__Aufgaben__.
- A) Gib die Zeilen der Datensätze vom Anfang bis einschließlich der Zeile mit "top-left (76, 121), bottom-right (177, 141)" unverändert wieder.
- B) Schreibe den Textausschnitt über die Anrechnung der Ghettoarbeit als Versicherungszeit im Anschluss an seinen letzten Satz weiter.

__Textausschnitt__.
2. Die von der Klägerin im Ghetto Ludwipol von Oktober 1941 bis September 1942 verrichteten Arbeiten können auch nicht nach den Vorschriften der Reichsversicherungsordnung (RVO) bzw. §§ 15, 16 Fremdrentengesetz (FRG) i.V.m. § 20 WGSVG bzw. §17 a FRG oder § 12 WGSVG als Versicherungszeiten angerechnet werden.

Die Arbeit der Klägerin im Ghetto Ludwipol unterfiel nicht den Reichsversicherungsgesetzen. Im RKU galten diese nicht für Personen, die - wie die Klägerin - nicht die deutsche Staatsangehörigkeit besaßen (vgl. BSG, Urteil vom 23.08.2001, B 13 RJ 59/00 R, zum sog. Generalgouvernement).

Eine Anrechnung als Versicherungszeit kann sich daher allein nach den §§ 15, 16 FRG in Verbindung mit § 20 WGSVG bzw. § 17 a FRG richten. Eine Anrechnung als Beitragszeiten nach § 15 Abs. 1 FRG kommt indes nicht in Betracht, weil eine Beitragsentrichtung zu einem nicht-deutschem Träger der gesetzlichen Rentenversicherung nicht glaubhaft gemacht und von der Klägerin auch gar nicht dargestellt worden ist. Die Voraussetzungen des § 15 Abs. 3 FRG sind bereits deshalb nicht erfüllt, da - wie oben bereits ausgeführt worden ist - ein nach deutschem Recht dem Grunde nach rentenversicherungspflichtiges Beschäftigungsverhältnis nicht im Sinne einer guten Möglichkeit festgestellt werden kann. Auch § 16 FRG greift nicht zugunsten der Klägerin ein, da die von ihr ausgeübten Tätigkeiten nicht nach dem am 01.03.1957 geltenden Bundesrecht (§§ 1227 und 1228 RVO nF) Versicherungspflicht in der gesetzlichen Rentenversicherung begründet hätten, wenn sie im Gebiet der Bundesrepublik ohne das Beitrittsgebiet verrichtet worden wären. Da nicht im Sinne einer Glaubhaftmachung festgestellt werden kann, dass die Klägerin eine rentenversicherungspflichtige Beschäftigung ausgeübt hat, liegen die Voraussetzungen des § 12 WGSVG ebenfalls nicht vor.

__Datensätze__.
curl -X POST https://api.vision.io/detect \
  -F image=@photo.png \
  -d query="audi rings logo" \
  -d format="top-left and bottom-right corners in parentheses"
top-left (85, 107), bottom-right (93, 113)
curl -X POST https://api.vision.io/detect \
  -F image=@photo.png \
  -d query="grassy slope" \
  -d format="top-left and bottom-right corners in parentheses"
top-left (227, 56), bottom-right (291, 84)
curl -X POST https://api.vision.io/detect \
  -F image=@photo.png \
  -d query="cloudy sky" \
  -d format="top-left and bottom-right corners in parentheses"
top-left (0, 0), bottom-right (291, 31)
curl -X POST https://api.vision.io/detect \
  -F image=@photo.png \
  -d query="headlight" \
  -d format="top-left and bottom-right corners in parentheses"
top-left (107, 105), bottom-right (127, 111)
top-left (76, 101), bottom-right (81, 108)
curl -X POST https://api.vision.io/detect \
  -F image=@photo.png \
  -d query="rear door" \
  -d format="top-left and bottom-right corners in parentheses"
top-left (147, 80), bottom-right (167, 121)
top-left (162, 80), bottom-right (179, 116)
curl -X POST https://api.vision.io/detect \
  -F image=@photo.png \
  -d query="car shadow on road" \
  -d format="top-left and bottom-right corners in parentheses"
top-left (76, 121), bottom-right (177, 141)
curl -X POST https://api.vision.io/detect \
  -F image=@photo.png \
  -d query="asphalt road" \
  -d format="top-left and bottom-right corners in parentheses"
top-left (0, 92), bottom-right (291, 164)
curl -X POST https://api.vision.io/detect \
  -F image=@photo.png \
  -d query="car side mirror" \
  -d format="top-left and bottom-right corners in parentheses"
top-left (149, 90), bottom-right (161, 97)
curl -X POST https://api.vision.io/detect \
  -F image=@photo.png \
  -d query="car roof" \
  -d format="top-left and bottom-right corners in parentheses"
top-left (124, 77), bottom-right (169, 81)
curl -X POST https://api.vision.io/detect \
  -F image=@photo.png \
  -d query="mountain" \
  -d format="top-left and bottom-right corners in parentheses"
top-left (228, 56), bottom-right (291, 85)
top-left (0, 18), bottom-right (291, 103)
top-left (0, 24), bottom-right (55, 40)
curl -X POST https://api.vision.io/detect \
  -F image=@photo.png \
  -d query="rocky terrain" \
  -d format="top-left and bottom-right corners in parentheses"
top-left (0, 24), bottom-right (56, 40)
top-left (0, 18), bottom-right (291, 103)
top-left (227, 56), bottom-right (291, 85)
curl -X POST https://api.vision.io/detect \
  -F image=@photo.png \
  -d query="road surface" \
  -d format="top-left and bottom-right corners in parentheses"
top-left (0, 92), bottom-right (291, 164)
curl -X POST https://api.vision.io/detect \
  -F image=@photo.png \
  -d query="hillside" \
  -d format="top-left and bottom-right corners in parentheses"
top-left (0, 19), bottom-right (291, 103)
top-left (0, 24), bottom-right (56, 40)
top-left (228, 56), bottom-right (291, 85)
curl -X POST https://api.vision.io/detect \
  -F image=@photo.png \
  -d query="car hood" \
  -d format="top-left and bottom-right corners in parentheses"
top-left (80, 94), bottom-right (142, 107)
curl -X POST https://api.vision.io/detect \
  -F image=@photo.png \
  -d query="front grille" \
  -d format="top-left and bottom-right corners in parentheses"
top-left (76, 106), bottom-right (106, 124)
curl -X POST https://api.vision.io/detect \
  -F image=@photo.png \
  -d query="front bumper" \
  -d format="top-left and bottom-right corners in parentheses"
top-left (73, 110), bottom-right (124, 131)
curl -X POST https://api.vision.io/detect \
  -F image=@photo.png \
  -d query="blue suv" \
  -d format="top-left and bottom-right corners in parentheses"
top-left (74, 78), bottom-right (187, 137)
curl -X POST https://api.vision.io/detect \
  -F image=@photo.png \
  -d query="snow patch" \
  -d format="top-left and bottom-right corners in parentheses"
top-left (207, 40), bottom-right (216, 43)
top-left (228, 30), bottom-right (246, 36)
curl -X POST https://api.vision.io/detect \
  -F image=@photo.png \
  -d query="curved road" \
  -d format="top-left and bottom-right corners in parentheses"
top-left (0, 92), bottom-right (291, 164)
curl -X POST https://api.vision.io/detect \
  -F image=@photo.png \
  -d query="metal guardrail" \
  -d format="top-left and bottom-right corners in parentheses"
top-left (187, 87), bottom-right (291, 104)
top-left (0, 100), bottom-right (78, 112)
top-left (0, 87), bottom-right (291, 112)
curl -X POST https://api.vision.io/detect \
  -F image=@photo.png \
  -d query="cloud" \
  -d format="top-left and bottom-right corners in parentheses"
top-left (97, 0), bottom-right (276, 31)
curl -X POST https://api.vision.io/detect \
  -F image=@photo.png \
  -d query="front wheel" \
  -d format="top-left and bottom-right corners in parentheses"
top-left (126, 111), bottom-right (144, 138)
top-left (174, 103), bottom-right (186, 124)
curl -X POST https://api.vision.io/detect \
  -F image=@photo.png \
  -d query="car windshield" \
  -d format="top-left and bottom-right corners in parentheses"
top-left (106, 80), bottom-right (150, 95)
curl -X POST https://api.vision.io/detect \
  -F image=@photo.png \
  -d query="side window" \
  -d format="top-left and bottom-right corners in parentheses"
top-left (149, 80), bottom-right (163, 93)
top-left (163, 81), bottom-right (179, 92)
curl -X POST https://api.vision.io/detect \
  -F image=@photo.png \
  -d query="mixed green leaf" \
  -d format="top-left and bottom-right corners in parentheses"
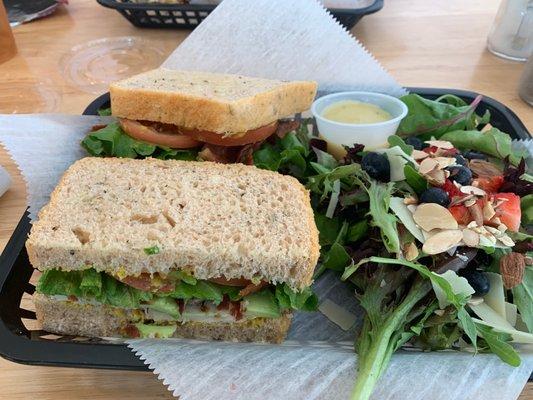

__Lösungen__.
- A)
curl -X POST https://api.vision.io/detect \
  -F image=@photo.png \
  -d query="audi rings logo" \
  -d format="top-left and bottom-right corners in parentheses"
top-left (85, 107), bottom-right (93, 113)
curl -X POST https://api.vision.io/detect \
  -F image=@photo.png \
  -d query="grassy slope" \
  -d format="top-left and bottom-right corners in parentheses"
top-left (227, 56), bottom-right (291, 84)
curl -X POST https://api.vision.io/detect \
  -F image=@photo.png \
  -d query="cloudy sky" \
  -d format="top-left and bottom-right corners in parentheses"
top-left (0, 0), bottom-right (291, 31)
curl -X POST https://api.vision.io/detect \
  -F image=@photo.png \
  -d query="headlight" \
  -d format="top-left and bottom-right corners in parentheses"
top-left (107, 105), bottom-right (127, 111)
top-left (76, 101), bottom-right (81, 108)
curl -X POST https://api.vision.io/detect \
  -F image=@photo.png \
  -d query="rear door" \
  -d format="top-left and bottom-right corners in parentheses"
top-left (147, 80), bottom-right (167, 121)
top-left (162, 80), bottom-right (179, 116)
curl -X POST https://api.vision.io/detect \
  -F image=@photo.png \
  -d query="car shadow on road" \
  -d format="top-left and bottom-right corners in parentheses"
top-left (76, 121), bottom-right (177, 141)

- B)
II.

Der Senat hatte keinen Anlass, den als Hilfsanträgen auszulegenden weiteren Anträgen der Klägerin nachzukommen.

1. Der Einholung eines Sachverständigengutachtens entsprechend den Hilfsanträgen der Klägerin zu 1) und 2) bedarf es nicht.

Ob die Klägerin eine entgeltliche Beschäftigung im Ghetto Ludwipol ausgeübt hat, ist in erster Linie eine Frage des Einzelfalles und aufgrund der individuellen Umstände zu beurteilen, die unter die definitionsbedürftigen Rechtsbegriffe des § 1 Abs. 1 Satz 1 ZRBG zu subsumieren sind. Dies ist allein Aufgabe des erkennenden Gerichts, die nicht auf einen Sachverständigen übertragen werden kann. Aufgabe des historischen Sachverständigen ist es regelmäßig lediglich, die historischen Rahmenbedingungen zu klären, so dass das Gericht in die Lage versetzt wird die Plausibilität des klägerischen Vortrags bzw. der Erklärungen von Zeugen durch einen Abgleich mit den historischen Erkenntnissen beurteilen zu können. Demgegenüber ist es regelmäßig nicht Aufgabe eines Sachverständigengutachtens, fehlenden oder unvollständigen Vortrag der Beteiligten zu ersetzen.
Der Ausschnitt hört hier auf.